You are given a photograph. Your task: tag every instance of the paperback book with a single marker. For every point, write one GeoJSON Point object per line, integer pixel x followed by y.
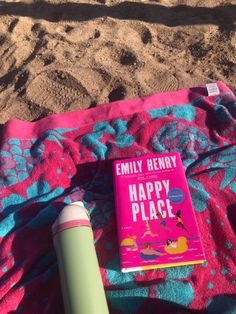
{"type": "Point", "coordinates": [157, 226]}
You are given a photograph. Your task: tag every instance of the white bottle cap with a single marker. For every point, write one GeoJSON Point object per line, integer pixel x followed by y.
{"type": "Point", "coordinates": [73, 215]}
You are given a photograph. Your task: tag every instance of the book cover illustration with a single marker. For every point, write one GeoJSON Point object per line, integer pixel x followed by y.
{"type": "Point", "coordinates": [156, 222]}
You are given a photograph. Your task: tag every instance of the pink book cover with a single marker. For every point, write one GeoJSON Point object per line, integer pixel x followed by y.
{"type": "Point", "coordinates": [156, 222]}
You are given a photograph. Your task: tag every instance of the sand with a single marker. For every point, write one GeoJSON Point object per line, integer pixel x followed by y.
{"type": "Point", "coordinates": [60, 56]}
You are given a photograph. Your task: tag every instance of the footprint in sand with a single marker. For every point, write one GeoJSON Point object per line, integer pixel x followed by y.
{"type": "Point", "coordinates": [57, 90]}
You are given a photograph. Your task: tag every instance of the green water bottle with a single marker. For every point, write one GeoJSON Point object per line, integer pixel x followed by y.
{"type": "Point", "coordinates": [82, 287]}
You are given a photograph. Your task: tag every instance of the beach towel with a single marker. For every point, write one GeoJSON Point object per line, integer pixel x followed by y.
{"type": "Point", "coordinates": [63, 158]}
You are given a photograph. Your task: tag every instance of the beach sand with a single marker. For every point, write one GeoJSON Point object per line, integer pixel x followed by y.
{"type": "Point", "coordinates": [59, 56]}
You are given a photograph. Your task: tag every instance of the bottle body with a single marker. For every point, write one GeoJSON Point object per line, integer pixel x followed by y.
{"type": "Point", "coordinates": [82, 287]}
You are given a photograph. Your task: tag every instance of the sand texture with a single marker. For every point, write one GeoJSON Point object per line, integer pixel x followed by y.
{"type": "Point", "coordinates": [59, 56]}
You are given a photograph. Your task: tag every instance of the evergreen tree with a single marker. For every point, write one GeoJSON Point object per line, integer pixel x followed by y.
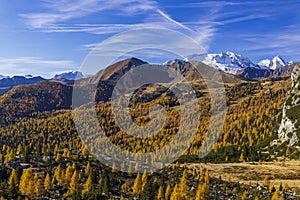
{"type": "Point", "coordinates": [148, 193]}
{"type": "Point", "coordinates": [47, 182]}
{"type": "Point", "coordinates": [160, 193]}
{"type": "Point", "coordinates": [277, 196]}
{"type": "Point", "coordinates": [104, 183]}
{"type": "Point", "coordinates": [184, 187]}
{"type": "Point", "coordinates": [176, 193]}
{"type": "Point", "coordinates": [38, 185]}
{"type": "Point", "coordinates": [26, 185]}
{"type": "Point", "coordinates": [144, 180]}
{"type": "Point", "coordinates": [13, 183]}
{"type": "Point", "coordinates": [168, 192]}
{"type": "Point", "coordinates": [137, 185]}
{"type": "Point", "coordinates": [74, 184]}
{"type": "Point", "coordinates": [87, 187]}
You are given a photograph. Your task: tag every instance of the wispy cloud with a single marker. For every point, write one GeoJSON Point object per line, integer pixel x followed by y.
{"type": "Point", "coordinates": [61, 11]}
{"type": "Point", "coordinates": [33, 66]}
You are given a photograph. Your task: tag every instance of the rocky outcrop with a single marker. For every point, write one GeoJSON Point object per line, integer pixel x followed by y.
{"type": "Point", "coordinates": [289, 126]}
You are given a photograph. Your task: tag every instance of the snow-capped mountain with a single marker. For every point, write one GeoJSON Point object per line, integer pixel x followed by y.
{"type": "Point", "coordinates": [232, 63]}
{"type": "Point", "coordinates": [228, 62]}
{"type": "Point", "coordinates": [275, 63]}
{"type": "Point", "coordinates": [170, 62]}
{"type": "Point", "coordinates": [73, 75]}
{"type": "Point", "coordinates": [3, 77]}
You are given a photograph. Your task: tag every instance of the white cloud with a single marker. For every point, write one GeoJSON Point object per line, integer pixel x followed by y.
{"type": "Point", "coordinates": [33, 66]}
{"type": "Point", "coordinates": [61, 11]}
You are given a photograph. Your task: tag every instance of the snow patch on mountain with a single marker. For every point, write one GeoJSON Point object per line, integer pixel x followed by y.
{"type": "Point", "coordinates": [73, 75]}
{"type": "Point", "coordinates": [3, 77]}
{"type": "Point", "coordinates": [228, 62]}
{"type": "Point", "coordinates": [171, 62]}
{"type": "Point", "coordinates": [275, 63]}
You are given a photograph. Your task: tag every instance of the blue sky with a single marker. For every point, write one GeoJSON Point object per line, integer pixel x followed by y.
{"type": "Point", "coordinates": [46, 37]}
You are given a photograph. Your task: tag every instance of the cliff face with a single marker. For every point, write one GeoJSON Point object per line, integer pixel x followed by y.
{"type": "Point", "coordinates": [289, 130]}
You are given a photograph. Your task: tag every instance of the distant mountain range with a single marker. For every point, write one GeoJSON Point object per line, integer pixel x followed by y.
{"type": "Point", "coordinates": [73, 75]}
{"type": "Point", "coordinates": [227, 62]}
{"type": "Point", "coordinates": [7, 82]}
{"type": "Point", "coordinates": [241, 66]}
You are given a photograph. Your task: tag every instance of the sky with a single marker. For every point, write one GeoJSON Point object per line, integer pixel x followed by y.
{"type": "Point", "coordinates": [48, 37]}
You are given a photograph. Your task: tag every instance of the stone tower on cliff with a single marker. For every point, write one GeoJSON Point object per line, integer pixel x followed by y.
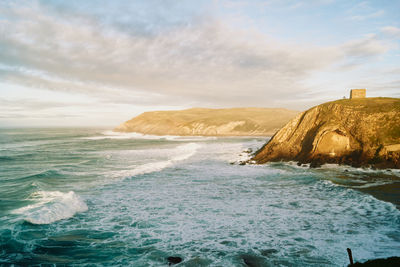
{"type": "Point", "coordinates": [358, 93]}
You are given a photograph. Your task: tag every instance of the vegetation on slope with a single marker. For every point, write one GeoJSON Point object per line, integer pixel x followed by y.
{"type": "Point", "coordinates": [210, 122]}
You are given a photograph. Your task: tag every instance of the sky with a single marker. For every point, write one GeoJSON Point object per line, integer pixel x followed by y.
{"type": "Point", "coordinates": [99, 63]}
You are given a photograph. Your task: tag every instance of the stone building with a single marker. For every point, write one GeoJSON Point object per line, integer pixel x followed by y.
{"type": "Point", "coordinates": [358, 93]}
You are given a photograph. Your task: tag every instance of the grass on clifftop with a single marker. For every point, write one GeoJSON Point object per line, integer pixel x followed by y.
{"type": "Point", "coordinates": [370, 105]}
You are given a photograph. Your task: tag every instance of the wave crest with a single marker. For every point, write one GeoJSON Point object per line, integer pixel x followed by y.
{"type": "Point", "coordinates": [52, 206]}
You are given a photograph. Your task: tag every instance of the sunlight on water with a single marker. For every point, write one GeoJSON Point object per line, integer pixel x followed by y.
{"type": "Point", "coordinates": [76, 198]}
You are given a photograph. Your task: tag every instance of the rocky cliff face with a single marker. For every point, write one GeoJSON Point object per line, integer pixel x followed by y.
{"type": "Point", "coordinates": [357, 132]}
{"type": "Point", "coordinates": [210, 122]}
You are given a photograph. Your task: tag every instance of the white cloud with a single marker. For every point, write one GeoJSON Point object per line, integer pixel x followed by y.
{"type": "Point", "coordinates": [368, 15]}
{"type": "Point", "coordinates": [391, 31]}
{"type": "Point", "coordinates": [207, 63]}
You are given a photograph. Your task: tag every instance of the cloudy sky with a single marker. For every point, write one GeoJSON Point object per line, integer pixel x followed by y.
{"type": "Point", "coordinates": [88, 63]}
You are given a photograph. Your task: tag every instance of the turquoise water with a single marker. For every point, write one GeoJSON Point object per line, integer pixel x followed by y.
{"type": "Point", "coordinates": [96, 198]}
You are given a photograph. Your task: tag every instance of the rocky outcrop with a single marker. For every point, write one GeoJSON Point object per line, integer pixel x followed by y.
{"type": "Point", "coordinates": [357, 132]}
{"type": "Point", "coordinates": [210, 122]}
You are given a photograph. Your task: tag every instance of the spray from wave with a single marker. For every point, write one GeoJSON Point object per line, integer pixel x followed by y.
{"type": "Point", "coordinates": [133, 135]}
{"type": "Point", "coordinates": [52, 206]}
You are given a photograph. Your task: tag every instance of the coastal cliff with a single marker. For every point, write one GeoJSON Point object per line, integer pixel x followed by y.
{"type": "Point", "coordinates": [356, 132]}
{"type": "Point", "coordinates": [210, 122]}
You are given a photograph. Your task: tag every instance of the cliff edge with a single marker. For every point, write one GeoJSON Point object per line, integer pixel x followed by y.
{"type": "Point", "coordinates": [356, 132]}
{"type": "Point", "coordinates": [210, 122]}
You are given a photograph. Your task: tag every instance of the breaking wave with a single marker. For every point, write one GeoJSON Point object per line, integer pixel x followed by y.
{"type": "Point", "coordinates": [52, 206]}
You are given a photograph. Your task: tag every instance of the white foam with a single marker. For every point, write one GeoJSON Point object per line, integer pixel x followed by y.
{"type": "Point", "coordinates": [134, 135]}
{"type": "Point", "coordinates": [181, 153]}
{"type": "Point", "coordinates": [52, 206]}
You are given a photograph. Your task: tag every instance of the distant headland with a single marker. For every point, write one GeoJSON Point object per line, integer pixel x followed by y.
{"type": "Point", "coordinates": [210, 122]}
{"type": "Point", "coordinates": [358, 131]}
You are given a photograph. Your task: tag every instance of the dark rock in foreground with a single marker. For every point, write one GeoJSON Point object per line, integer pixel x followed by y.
{"type": "Point", "coordinates": [357, 132]}
{"type": "Point", "coordinates": [174, 260]}
{"type": "Point", "coordinates": [389, 262]}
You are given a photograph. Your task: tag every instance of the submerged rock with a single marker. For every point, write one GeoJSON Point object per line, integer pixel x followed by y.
{"type": "Point", "coordinates": [389, 262]}
{"type": "Point", "coordinates": [357, 132]}
{"type": "Point", "coordinates": [253, 260]}
{"type": "Point", "coordinates": [174, 260]}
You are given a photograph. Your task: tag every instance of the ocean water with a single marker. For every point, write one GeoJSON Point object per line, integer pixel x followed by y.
{"type": "Point", "coordinates": [91, 197]}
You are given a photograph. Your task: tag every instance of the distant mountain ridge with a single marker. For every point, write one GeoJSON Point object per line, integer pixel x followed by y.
{"type": "Point", "coordinates": [357, 132]}
{"type": "Point", "coordinates": [210, 122]}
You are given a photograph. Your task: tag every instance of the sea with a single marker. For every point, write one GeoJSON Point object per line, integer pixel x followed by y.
{"type": "Point", "coordinates": [93, 197]}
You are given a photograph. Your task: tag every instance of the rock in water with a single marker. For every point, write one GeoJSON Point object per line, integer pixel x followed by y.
{"type": "Point", "coordinates": [357, 132]}
{"type": "Point", "coordinates": [174, 260]}
{"type": "Point", "coordinates": [389, 262]}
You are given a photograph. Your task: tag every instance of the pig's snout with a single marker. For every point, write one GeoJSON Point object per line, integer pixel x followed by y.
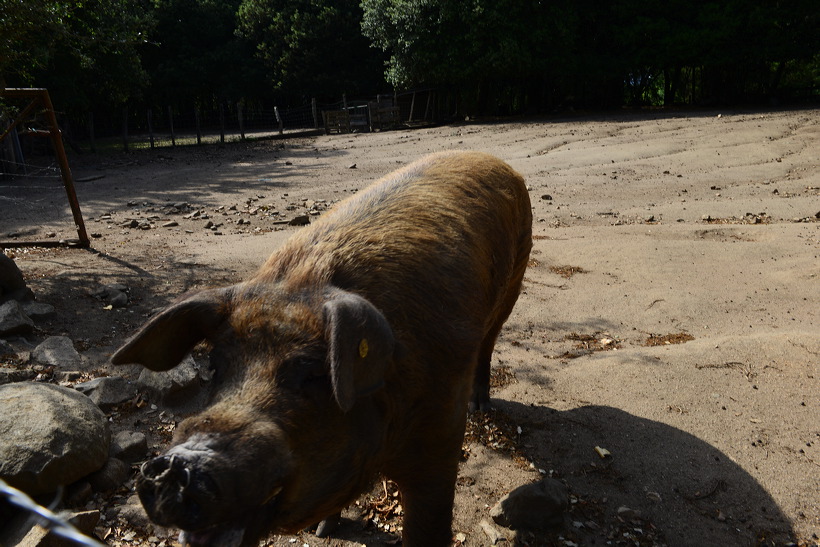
{"type": "Point", "coordinates": [174, 493]}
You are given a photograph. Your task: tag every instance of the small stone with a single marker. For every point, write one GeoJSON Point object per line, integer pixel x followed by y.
{"type": "Point", "coordinates": [535, 506]}
{"type": "Point", "coordinates": [38, 310]}
{"type": "Point", "coordinates": [300, 220]}
{"type": "Point", "coordinates": [129, 446]}
{"type": "Point", "coordinates": [113, 474]}
{"type": "Point", "coordinates": [57, 351]}
{"type": "Point", "coordinates": [13, 319]}
{"type": "Point", "coordinates": [172, 386]}
{"type": "Point", "coordinates": [627, 513]}
{"type": "Point", "coordinates": [108, 391]}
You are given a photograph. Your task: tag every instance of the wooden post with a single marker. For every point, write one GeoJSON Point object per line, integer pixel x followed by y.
{"type": "Point", "coordinates": [412, 107]}
{"type": "Point", "coordinates": [151, 127]}
{"type": "Point", "coordinates": [222, 122]}
{"type": "Point", "coordinates": [91, 131]}
{"type": "Point", "coordinates": [241, 120]}
{"type": "Point", "coordinates": [198, 131]}
{"type": "Point", "coordinates": [278, 119]}
{"type": "Point", "coordinates": [171, 124]}
{"type": "Point", "coordinates": [125, 129]}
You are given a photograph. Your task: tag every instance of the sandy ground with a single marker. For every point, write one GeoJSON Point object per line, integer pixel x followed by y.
{"type": "Point", "coordinates": [670, 314]}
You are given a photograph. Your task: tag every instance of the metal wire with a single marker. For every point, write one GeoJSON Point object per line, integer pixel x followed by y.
{"type": "Point", "coordinates": [48, 519]}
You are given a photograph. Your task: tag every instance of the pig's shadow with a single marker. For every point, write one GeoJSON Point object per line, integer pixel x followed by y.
{"type": "Point", "coordinates": [690, 491]}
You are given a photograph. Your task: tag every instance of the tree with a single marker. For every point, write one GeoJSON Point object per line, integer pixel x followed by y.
{"type": "Point", "coordinates": [312, 47]}
{"type": "Point", "coordinates": [196, 54]}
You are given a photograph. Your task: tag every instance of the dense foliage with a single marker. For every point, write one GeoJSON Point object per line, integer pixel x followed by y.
{"type": "Point", "coordinates": [493, 56]}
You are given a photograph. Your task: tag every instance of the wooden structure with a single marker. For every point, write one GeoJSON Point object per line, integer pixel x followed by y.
{"type": "Point", "coordinates": [40, 102]}
{"type": "Point", "coordinates": [336, 121]}
{"type": "Point", "coordinates": [384, 114]}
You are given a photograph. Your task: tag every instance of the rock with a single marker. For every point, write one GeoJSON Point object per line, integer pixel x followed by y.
{"type": "Point", "coordinates": [22, 533]}
{"type": "Point", "coordinates": [489, 530]}
{"type": "Point", "coordinates": [49, 436]}
{"type": "Point", "coordinates": [536, 506]}
{"type": "Point", "coordinates": [57, 351]}
{"type": "Point", "coordinates": [12, 284]}
{"type": "Point", "coordinates": [133, 514]}
{"type": "Point", "coordinates": [172, 386]}
{"type": "Point", "coordinates": [300, 220]}
{"type": "Point", "coordinates": [67, 376]}
{"type": "Point", "coordinates": [38, 310]}
{"type": "Point", "coordinates": [113, 474]}
{"type": "Point", "coordinates": [108, 391]}
{"type": "Point", "coordinates": [11, 375]}
{"type": "Point", "coordinates": [115, 294]}
{"type": "Point", "coordinates": [129, 446]}
{"type": "Point", "coordinates": [13, 319]}
{"type": "Point", "coordinates": [6, 349]}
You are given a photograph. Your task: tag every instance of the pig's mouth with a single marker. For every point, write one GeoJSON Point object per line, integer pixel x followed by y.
{"type": "Point", "coordinates": [226, 537]}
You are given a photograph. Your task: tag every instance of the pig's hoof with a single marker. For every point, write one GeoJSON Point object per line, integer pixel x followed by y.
{"type": "Point", "coordinates": [328, 526]}
{"type": "Point", "coordinates": [481, 404]}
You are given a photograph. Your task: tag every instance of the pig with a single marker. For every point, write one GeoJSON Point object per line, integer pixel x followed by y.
{"type": "Point", "coordinates": [355, 351]}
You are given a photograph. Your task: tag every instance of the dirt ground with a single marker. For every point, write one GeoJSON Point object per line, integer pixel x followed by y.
{"type": "Point", "coordinates": [670, 314]}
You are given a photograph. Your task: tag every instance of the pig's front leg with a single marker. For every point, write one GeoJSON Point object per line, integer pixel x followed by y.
{"type": "Point", "coordinates": [427, 498]}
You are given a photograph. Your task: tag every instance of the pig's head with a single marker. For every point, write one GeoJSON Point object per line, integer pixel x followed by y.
{"type": "Point", "coordinates": [292, 428]}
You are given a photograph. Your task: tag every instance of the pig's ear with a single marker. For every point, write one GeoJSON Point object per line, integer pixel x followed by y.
{"type": "Point", "coordinates": [361, 344]}
{"type": "Point", "coordinates": [168, 336]}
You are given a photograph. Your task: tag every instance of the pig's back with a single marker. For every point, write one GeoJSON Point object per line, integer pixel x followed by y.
{"type": "Point", "coordinates": [435, 243]}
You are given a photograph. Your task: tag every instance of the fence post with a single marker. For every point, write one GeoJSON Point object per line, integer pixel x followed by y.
{"type": "Point", "coordinates": [171, 124]}
{"type": "Point", "coordinates": [125, 129]}
{"type": "Point", "coordinates": [222, 122]}
{"type": "Point", "coordinates": [91, 131]}
{"type": "Point", "coordinates": [241, 120]}
{"type": "Point", "coordinates": [196, 120]}
{"type": "Point", "coordinates": [151, 127]}
{"type": "Point", "coordinates": [278, 118]}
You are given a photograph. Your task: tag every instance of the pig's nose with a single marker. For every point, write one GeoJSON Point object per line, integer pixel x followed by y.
{"type": "Point", "coordinates": [168, 495]}
{"type": "Point", "coordinates": [167, 472]}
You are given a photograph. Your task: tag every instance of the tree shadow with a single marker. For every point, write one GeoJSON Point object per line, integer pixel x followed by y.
{"type": "Point", "coordinates": [688, 490]}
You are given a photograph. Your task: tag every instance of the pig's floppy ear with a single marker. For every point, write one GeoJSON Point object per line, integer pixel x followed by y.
{"type": "Point", "coordinates": [168, 336]}
{"type": "Point", "coordinates": [361, 344]}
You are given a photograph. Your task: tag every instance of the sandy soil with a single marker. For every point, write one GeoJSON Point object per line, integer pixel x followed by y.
{"type": "Point", "coordinates": [670, 313]}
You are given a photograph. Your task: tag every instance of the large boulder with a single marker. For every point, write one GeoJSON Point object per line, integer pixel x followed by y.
{"type": "Point", "coordinates": [13, 319]}
{"type": "Point", "coordinates": [12, 284]}
{"type": "Point", "coordinates": [57, 351]}
{"type": "Point", "coordinates": [50, 436]}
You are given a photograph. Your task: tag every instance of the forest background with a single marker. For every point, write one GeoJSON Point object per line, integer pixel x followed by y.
{"type": "Point", "coordinates": [483, 57]}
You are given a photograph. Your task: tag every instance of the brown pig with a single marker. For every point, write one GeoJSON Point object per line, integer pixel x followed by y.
{"type": "Point", "coordinates": [355, 350]}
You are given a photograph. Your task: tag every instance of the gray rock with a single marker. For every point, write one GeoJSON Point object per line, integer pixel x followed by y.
{"type": "Point", "coordinates": [57, 351]}
{"type": "Point", "coordinates": [38, 310]}
{"type": "Point", "coordinates": [108, 391]}
{"type": "Point", "coordinates": [536, 506]}
{"type": "Point", "coordinates": [21, 532]}
{"type": "Point", "coordinates": [113, 474]}
{"type": "Point", "coordinates": [49, 436]}
{"type": "Point", "coordinates": [10, 375]}
{"type": "Point", "coordinates": [12, 284]}
{"type": "Point", "coordinates": [133, 514]}
{"type": "Point", "coordinates": [172, 386]}
{"type": "Point", "coordinates": [129, 446]}
{"type": "Point", "coordinates": [6, 349]}
{"type": "Point", "coordinates": [115, 294]}
{"type": "Point", "coordinates": [13, 319]}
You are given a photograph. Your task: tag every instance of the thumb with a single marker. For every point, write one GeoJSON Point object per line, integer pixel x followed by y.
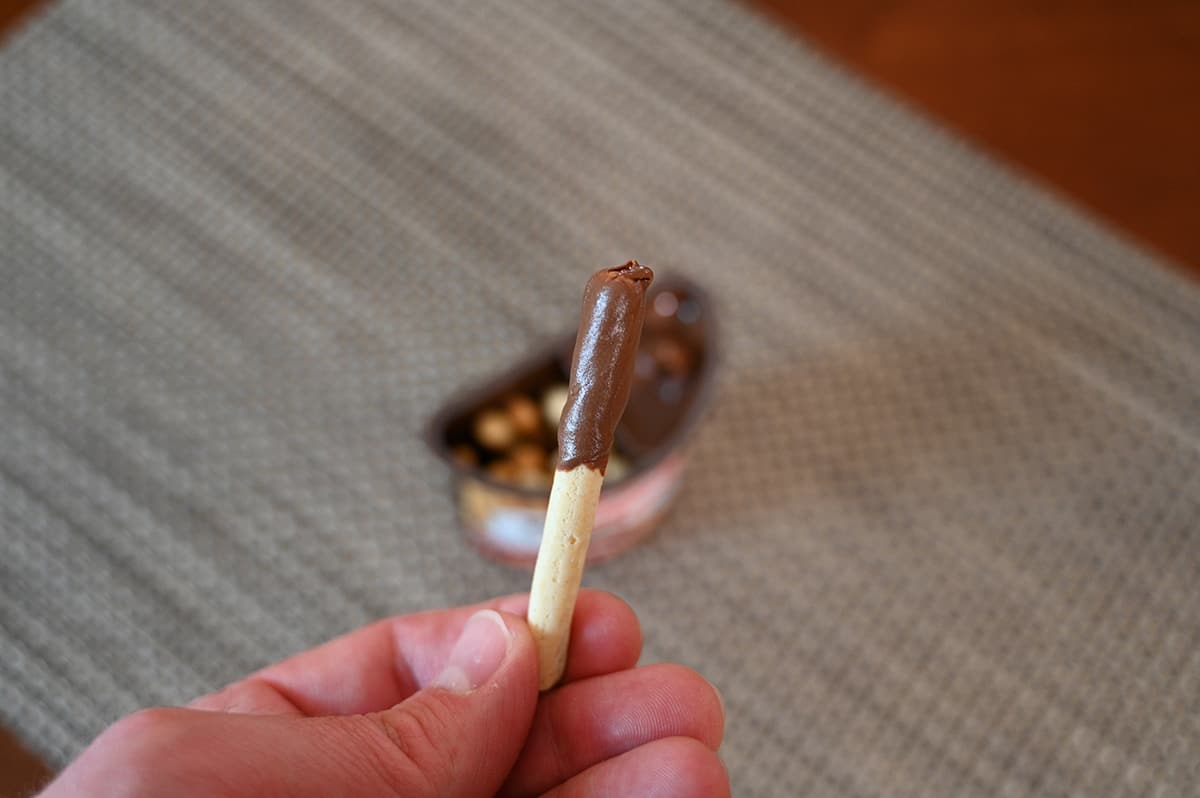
{"type": "Point", "coordinates": [462, 733]}
{"type": "Point", "coordinates": [457, 737]}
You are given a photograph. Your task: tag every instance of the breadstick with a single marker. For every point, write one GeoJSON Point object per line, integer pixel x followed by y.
{"type": "Point", "coordinates": [601, 375]}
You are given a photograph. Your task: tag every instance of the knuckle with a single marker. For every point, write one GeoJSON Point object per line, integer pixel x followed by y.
{"type": "Point", "coordinates": [419, 741]}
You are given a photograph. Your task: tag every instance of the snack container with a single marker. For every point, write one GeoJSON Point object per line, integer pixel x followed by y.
{"type": "Point", "coordinates": [504, 520]}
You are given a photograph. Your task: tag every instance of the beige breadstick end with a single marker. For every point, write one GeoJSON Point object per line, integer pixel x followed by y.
{"type": "Point", "coordinates": [556, 577]}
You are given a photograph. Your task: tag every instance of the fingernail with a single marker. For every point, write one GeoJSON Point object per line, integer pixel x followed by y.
{"type": "Point", "coordinates": [479, 653]}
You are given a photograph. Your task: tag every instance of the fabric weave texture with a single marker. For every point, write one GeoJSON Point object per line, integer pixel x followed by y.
{"type": "Point", "coordinates": [941, 531]}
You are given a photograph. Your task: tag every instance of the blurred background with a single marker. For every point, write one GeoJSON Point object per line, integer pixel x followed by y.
{"type": "Point", "coordinates": [1096, 100]}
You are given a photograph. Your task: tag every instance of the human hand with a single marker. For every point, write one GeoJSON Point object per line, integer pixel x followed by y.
{"type": "Point", "coordinates": [438, 703]}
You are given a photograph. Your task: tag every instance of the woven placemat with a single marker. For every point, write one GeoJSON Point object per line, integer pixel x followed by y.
{"type": "Point", "coordinates": [940, 533]}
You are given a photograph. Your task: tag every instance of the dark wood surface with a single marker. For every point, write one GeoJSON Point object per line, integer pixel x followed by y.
{"type": "Point", "coordinates": [1097, 99]}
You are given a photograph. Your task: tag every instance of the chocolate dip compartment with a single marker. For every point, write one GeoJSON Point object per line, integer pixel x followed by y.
{"type": "Point", "coordinates": [501, 438]}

○ ○ ○ ○ ○

# Problem
Copy the lines from the one containing "the dark wood" through the end of the records, switching "single marker" to "single dot" and leaving all else unchanged.

# Task answer
You are given a photograph. Your task: tag every instance of the dark wood surface with a single dot. For every point, write one GeoJSON Point object per line, integer pixel x followed by y.
{"type": "Point", "coordinates": [1097, 99]}
You are given a photograph. Your task: tag every instance of the chocolate dip compartment with a single dot. For every point, write one GeoJSON Point object per line, integer pixel x followed by y.
{"type": "Point", "coordinates": [501, 438]}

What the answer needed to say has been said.